EXERCISE GOAL →
From the gingerbread Apostle cookie text below, please return the part that opens with the words containing "Any good gingerbread cookie" and closes with "in the decoration.", copied character for character.

Any good gingerbread cookie dough will do, and any good gingerbread-boy cookie cutter will make a gingerbread Apostle (or you may cut them freehand with a knife). The twist is in the decoration.

We decorated each one with his own symbols, tied a ribbon through a hole pierced (before baking) in the top of each cookie, served them on a tray, covered, with only the ribbons showing; you got your dessert by choosing a ribbon, finding the cookie, and identifying it.

This is an excellent way to learn all the Apostles. The combination of head and stomach is hard to beat. The frosting is a confectioner’s sugar recipe tinted with vegetable colors.

The symbols may be made with stiff frosting squirted through a decorator tube, if you have one, or may be cut from foil, paper, or made of any materials that suggest themselves.

Here is how we decorated the cookies.

Dataset rows →

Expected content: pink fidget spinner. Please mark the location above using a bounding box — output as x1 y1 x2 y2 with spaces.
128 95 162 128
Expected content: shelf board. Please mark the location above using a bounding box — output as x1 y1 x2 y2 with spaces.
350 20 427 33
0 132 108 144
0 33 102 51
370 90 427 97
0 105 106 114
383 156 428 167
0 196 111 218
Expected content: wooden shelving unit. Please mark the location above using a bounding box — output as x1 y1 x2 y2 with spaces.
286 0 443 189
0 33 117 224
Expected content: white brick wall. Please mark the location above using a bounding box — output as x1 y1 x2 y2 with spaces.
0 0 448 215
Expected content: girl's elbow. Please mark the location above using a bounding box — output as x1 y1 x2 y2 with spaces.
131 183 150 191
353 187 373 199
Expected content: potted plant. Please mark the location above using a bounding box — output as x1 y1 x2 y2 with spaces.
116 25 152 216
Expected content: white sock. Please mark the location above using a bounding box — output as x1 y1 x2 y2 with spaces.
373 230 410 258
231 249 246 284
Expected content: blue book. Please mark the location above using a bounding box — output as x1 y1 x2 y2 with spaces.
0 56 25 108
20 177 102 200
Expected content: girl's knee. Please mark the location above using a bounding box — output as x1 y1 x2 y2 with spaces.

REPLY →
Any good gingerbread cookie dough will do, and any good gingerbread-boy cookie cutter will make a gingerbread Apostle (or you may cut them freehand with a knife). The twist is in the decoration.